Start SUPPLIED PASSAGE

[tpm] I wish I was better at regex's
Shaun Fryer
sfryer at sourcery.ca
Wed Mar 9 11:48:30 PST 2011
funny. I got...
line: key=\'stuff\'" = "value1=\'stuff\',value2=\'more ;stuff\'" ;
comment with = " ' and ;
matches!
data is key=\'stuff\'" = "value1=\'stuff\',value2=\'more
comment is stuff\'" ; comment with = " ' and ;
as you can see, the (stuff\'";) got put in the comment.
--
Shaun Fryer
cell: 1-647-709-6509
voip: 1-647-723-2729
On Wed, Mar 9, 2011 at 2:46 PM, Rob Janes <janes.rob at gmail.com> wrote:
> ================
> line: "key=\'stuff\'" = "value1=\'stuff\',value2=\'more ;stuff\'" ; comment
> matches!
> data is "key=\'stuff\'" = "value1=\'stuff\',value2=\'more ;stuff\'"

End SUPPLIED PASSAGE
Start DATA LINES

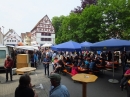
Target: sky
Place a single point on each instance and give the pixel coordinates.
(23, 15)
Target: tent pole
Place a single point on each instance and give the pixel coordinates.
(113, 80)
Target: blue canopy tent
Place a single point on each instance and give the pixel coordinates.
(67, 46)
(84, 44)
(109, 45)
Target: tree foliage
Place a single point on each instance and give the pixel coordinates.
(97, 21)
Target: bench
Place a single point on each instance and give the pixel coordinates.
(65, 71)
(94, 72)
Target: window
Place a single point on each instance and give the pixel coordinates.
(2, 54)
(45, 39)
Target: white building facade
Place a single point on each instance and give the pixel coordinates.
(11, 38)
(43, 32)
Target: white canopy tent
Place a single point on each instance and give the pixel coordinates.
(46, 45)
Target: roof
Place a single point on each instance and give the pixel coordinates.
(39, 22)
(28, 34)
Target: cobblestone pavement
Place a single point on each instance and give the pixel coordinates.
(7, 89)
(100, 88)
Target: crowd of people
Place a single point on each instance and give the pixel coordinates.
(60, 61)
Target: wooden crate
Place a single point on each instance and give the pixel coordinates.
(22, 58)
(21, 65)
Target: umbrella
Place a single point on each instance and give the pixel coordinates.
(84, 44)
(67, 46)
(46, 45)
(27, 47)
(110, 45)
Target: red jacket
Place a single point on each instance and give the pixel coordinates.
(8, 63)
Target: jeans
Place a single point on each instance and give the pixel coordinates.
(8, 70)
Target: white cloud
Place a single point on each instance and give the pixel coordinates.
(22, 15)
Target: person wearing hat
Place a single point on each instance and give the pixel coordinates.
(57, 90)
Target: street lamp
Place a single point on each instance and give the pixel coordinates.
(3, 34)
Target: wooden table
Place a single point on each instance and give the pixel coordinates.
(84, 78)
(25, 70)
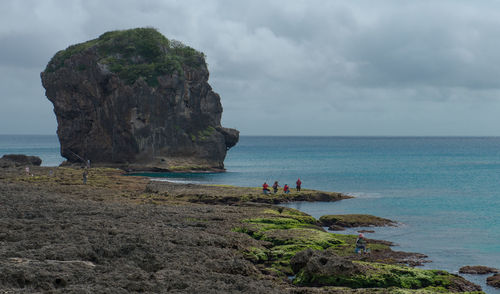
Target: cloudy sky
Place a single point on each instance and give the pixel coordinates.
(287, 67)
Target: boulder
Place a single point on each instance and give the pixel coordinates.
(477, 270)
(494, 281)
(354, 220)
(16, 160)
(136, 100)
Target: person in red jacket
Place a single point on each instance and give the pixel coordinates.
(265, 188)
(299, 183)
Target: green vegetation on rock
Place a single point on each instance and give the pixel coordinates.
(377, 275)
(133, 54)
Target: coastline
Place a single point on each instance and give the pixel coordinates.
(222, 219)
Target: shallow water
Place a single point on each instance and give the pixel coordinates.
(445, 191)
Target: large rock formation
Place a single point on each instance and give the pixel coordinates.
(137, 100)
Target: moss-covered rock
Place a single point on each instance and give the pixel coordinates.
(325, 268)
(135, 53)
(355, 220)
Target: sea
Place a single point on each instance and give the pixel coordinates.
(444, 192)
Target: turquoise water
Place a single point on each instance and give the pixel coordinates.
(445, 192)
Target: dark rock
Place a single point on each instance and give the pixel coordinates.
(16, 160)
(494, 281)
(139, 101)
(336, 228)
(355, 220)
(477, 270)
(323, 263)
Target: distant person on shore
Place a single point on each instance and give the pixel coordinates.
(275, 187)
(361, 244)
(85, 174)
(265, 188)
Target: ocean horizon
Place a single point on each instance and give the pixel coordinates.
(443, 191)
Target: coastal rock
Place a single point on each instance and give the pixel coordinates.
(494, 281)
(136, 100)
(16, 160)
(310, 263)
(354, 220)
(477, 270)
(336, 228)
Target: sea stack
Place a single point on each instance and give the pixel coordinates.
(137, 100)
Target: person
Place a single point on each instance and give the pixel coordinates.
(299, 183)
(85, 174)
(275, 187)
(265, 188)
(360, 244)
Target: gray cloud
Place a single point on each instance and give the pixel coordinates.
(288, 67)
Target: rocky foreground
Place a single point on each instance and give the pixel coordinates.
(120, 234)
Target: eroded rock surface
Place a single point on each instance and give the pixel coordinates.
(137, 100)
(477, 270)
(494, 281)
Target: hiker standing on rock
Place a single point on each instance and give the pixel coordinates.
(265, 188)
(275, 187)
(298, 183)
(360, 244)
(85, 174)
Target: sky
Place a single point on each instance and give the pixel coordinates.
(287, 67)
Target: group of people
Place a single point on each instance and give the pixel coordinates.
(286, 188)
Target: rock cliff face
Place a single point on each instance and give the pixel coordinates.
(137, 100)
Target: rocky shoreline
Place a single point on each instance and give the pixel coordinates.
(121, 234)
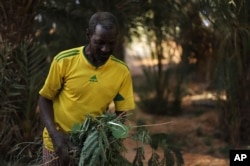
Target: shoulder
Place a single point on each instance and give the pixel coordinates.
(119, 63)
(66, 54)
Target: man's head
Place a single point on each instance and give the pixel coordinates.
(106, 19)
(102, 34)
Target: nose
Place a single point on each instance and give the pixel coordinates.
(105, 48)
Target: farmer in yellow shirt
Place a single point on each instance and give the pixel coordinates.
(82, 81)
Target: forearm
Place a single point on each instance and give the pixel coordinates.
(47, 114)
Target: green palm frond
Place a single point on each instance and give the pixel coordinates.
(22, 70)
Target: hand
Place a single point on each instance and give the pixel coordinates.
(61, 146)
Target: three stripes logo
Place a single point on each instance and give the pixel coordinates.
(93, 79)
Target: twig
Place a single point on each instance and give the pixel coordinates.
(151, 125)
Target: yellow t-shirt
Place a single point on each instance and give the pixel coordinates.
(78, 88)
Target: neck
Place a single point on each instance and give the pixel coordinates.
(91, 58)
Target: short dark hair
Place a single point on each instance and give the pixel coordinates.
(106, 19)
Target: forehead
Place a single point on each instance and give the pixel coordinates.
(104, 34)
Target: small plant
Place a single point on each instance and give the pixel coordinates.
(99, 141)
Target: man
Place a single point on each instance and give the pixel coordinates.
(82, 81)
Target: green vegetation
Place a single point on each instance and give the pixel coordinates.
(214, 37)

End DATA LINES

* [EXERCISE 1] In the regex thread, who wrote the quoted message, and when did they write it?
* [EXERCISE 2] Go on with the regex thread from the point where it stops.
The rows play no part in the work here.

* [RIGHT ANSWER 1] Rob Janes wrote it on Wed, Mar 9, 2011 at 2:46 PM.

* [RIGHT ANSWER 2]
> comment is comment
>
> There's a key (in double quotes), an =, a value (in double quotes),
> and a comment.
>
> I don't understand. looks to me like it did pull off the comment properly.
>
> On Wed, Mar 9, 2011 at 2:43 PM, Shaun Fryer <sfryer at sourcery.ca> wrote:
>> nice (though pretty convoluted). the following breaks it.
>>
>> "key=\'stuff\'" = "value1=\'stuff\',value2=\'more ;stuff\'" ; comment
>> with " ' and ;
>> --
>> Shaun Fryer
>> cell: 1-647-709-6509
>> voip: 1-647-723-2729
>>
>>
>>
>>
>> On Wed, Mar 9, 2011 at 2:38 PM, Rob Janes <janes.rob at gmail.com> wrote:
>>> this strips off the comment
>>>
>>> #!/usr/bin/env perl
>>>
>>> use strict;
>>> use warnings;
>>>
>>> while (<DATA>) {
>>> chomp;
>>>
>>> print "\n\n================\nline: $_\n";
>>>
>>> if (m{
>>> ^
>>> (
>>> (?:[^\\"';\s]|
>>> \\.|
>>> \s|
>>> "(?:[^"\\]|\\.)*"|
>>> '(?:[^'\\]|\\.)*'
>>> )+
>>> )
>>> (?:\s*;\s*(.*))?
>>> $
>>> }x)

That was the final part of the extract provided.